TASK STATEMENT: Pictures aside, print all of the data below exactly as written.

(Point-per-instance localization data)

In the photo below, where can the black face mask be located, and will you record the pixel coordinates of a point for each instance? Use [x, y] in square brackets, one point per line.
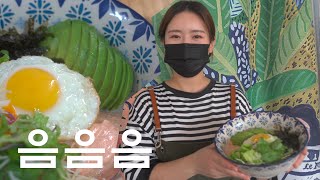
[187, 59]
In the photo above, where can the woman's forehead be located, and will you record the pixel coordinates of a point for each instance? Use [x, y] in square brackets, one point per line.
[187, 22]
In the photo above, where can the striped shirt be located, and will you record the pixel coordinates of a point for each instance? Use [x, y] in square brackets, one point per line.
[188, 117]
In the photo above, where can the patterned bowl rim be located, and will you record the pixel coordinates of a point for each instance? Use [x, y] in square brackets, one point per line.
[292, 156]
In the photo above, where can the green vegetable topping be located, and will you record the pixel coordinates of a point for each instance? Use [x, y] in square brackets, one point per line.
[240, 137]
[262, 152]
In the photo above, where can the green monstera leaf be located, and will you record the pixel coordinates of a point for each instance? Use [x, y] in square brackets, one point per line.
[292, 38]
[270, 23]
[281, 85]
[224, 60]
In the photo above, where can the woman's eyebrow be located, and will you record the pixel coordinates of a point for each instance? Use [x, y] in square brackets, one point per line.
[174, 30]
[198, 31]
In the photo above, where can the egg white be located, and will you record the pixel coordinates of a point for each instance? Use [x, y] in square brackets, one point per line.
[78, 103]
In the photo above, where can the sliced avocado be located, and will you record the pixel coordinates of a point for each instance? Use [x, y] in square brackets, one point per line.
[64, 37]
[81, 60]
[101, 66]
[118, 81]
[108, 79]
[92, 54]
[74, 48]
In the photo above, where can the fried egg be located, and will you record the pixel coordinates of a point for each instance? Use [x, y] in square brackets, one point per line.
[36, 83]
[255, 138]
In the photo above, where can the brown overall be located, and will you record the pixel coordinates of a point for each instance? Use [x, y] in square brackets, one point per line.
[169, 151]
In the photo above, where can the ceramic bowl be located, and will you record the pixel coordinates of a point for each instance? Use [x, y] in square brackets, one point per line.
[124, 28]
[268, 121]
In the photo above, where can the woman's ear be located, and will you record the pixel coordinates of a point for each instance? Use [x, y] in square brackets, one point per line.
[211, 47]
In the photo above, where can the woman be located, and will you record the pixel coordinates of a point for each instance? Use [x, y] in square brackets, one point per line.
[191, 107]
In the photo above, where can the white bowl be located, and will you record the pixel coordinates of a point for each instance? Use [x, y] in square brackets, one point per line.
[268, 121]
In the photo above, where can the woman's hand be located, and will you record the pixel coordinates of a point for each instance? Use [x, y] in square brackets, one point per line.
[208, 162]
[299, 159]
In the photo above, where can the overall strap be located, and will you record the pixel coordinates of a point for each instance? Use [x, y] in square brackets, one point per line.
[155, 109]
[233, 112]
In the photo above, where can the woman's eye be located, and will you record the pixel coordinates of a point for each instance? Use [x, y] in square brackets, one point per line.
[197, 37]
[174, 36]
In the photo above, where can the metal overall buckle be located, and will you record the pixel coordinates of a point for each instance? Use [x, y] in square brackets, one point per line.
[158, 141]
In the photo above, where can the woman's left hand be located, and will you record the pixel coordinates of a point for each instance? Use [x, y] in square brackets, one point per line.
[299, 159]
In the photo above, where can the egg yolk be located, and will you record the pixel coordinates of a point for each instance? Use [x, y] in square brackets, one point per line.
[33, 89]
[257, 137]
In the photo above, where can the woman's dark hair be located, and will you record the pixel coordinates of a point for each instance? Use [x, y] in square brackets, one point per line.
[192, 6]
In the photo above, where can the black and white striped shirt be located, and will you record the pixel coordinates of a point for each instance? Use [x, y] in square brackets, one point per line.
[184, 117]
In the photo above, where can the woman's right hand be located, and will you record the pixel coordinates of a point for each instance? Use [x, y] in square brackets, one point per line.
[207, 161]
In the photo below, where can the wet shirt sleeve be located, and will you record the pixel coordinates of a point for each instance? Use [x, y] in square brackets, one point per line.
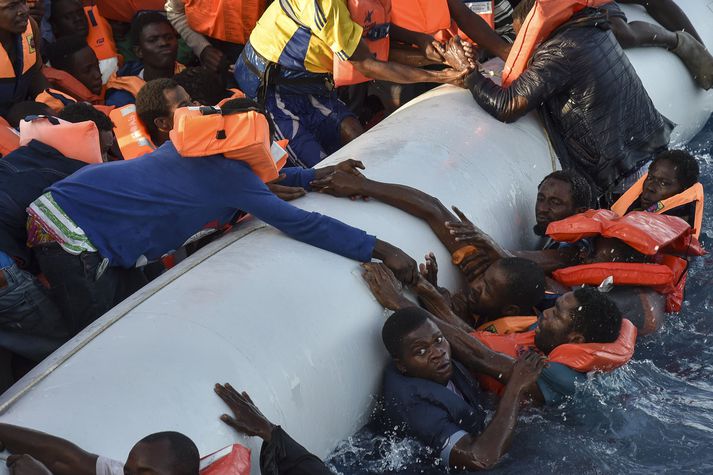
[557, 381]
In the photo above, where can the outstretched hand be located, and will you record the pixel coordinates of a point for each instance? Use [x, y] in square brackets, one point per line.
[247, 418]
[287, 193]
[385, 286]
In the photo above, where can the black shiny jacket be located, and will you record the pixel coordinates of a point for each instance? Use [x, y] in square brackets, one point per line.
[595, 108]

OUTPUT FOR THIS TASK:
In the photo below, where can the black face mask be located, and will you record the pixel coordinates of a point for each instance? Use [x, y] in square brackets, one point per line.
[187, 59]
In the photo above, where can the woman's forehead be located, and will you record the pixel coordinates of a point for each instance? Use [x, y] in square brackets, one point per line.
[187, 22]
In the photo above, where can the striped shirt be located, and will you record the pixel coordinates of a point for each instance? Use [x, y] in square brackets, one point per line.
[188, 117]
In the photo above, where can the patterned bowl rim be located, and will you record the pixel coordinates of a point for each instance? Use [x, y] in square brackets, one point per line.
[292, 156]
In the photo above, where can the green vegetable topping be located, and will you record the pixel coordinates of a point for each instance? Use [x, y] in square brackets, one point per line.
[240, 137]
[262, 152]
In the photo above, where can the green monstera leaf be located, and will you record the pixel coordinates of a point for each instance? Use [x, y] in square brackets, one point per line.
[292, 38]
[270, 23]
[281, 85]
[224, 60]
In the photo above, where can the woman's eyebrow be located, and will you record the pixel coordinates of a point for each instance? Use [x, y] in square brackets, one point per line.
[174, 30]
[198, 31]
In the photo above, where can the egg white be located, and will you record the pixel coordinates of a point for each instance? Use [x, y] in square brackets, one point per line.
[78, 103]
In the photo above, where can the sliced avocado be located, and will you record the pixel coordinates of a point for each instance? Use [x, y] in square brackets, one point per line.
[64, 37]
[81, 60]
[101, 66]
[118, 81]
[108, 79]
[92, 54]
[74, 48]
In the photo above, where can the fried egg be located, and will you record the pixel coordinates of a point for each instance? Use [x, y] in square brackets, one point per line.
[36, 83]
[255, 138]
In the photo above, where can the brown overall be located, and will you record the pixel coordinates of a point for each instance? Use [x, y] in square brackets, one point per line.
[169, 151]
In the photo above, where can the ceramic bowl be located, and will you record the pixel coordinates of a point for each instance? Use [x, y] in square brackets, one point per line.
[124, 28]
[268, 121]
In the photo above, where can the woman's ear be located, and will you record the pixel coordinates of a point for each instance? Use [x, y] in square brackets, one point per line.
[211, 47]
In the photo above, where can the woman be located, and will you record the pixel coordinates of a point for each instance? Use [x, y] in square brackets, one point per line.
[191, 107]
In the photo above, where can the white bowl be located, and will you record the pixel coordinates of a point for each instance? Use [x, y] in square brackets, one point per line.
[268, 121]
In the photo above, where can the woman's hand be located, and will you record the pixel coordinates of a point for each instance? Use [x, y] in square brackets, one point per line.
[208, 162]
[299, 159]
In the photo above, where can the overall strap be located, and will you record the pixel coordinates of a point for each instance? Use [x, y] in square brackets, one point per line.
[155, 109]
[233, 112]
In the photo above, where can the woman's eye be located, and will you record the pixel coordinates of a point for each instance? Use [x, y] in square brackets, one point per line.
[197, 37]
[174, 36]
In the photo above, where can the metal overall buckle be located, and will you record the pixel coordinates of a point for each instance? Use [x, y] in square brackets, one point per line.
[158, 141]
In the photo above, where can the woman's left hand be located, and will you record the pixel coordinates of a point for each instance? Use [x, y] in square brackets, one point per line.
[299, 159]
In the photo above, where can the egg yolk be located, and will you record the pixel coordinates of a point for each instance? Use [x, y] in square brackets, one point per line.
[33, 89]
[257, 137]
In the photo above, where can the woman's dark hair be located, and will you record the pixel coordinates of a point for each instance? Use [x, y] in square brackets, one point per line.
[192, 6]
In the photo above, where can the black and white striped shirt be located, and will you record the pixel coordinates of a point for each instance? Use [x, y] in square brackets, one point per line.
[184, 117]
In the photo above, where can the woman's right hand be located, and will you record the pixel coordinates of a point for each instance? Use [x, y] in square brackets, one point per line.
[207, 161]
In the photo below, where can the wet shirt sleeve be located, and will you record the pixel coordinates of a point for each instance? Use [x, y] in square brackets, one point per line.
[557, 381]
In the photo above, where can the outstretched hand be located, and will you record the pixel coordinates of a point for each instance? Use [x, y] in square brackets, one point per line.
[247, 418]
[287, 193]
[385, 286]
In the photo above, where can the black shiny jacket be located, and will you record the pixel coordinates of a point for each instance? Use [x, y] in square brackets, one point per line.
[595, 108]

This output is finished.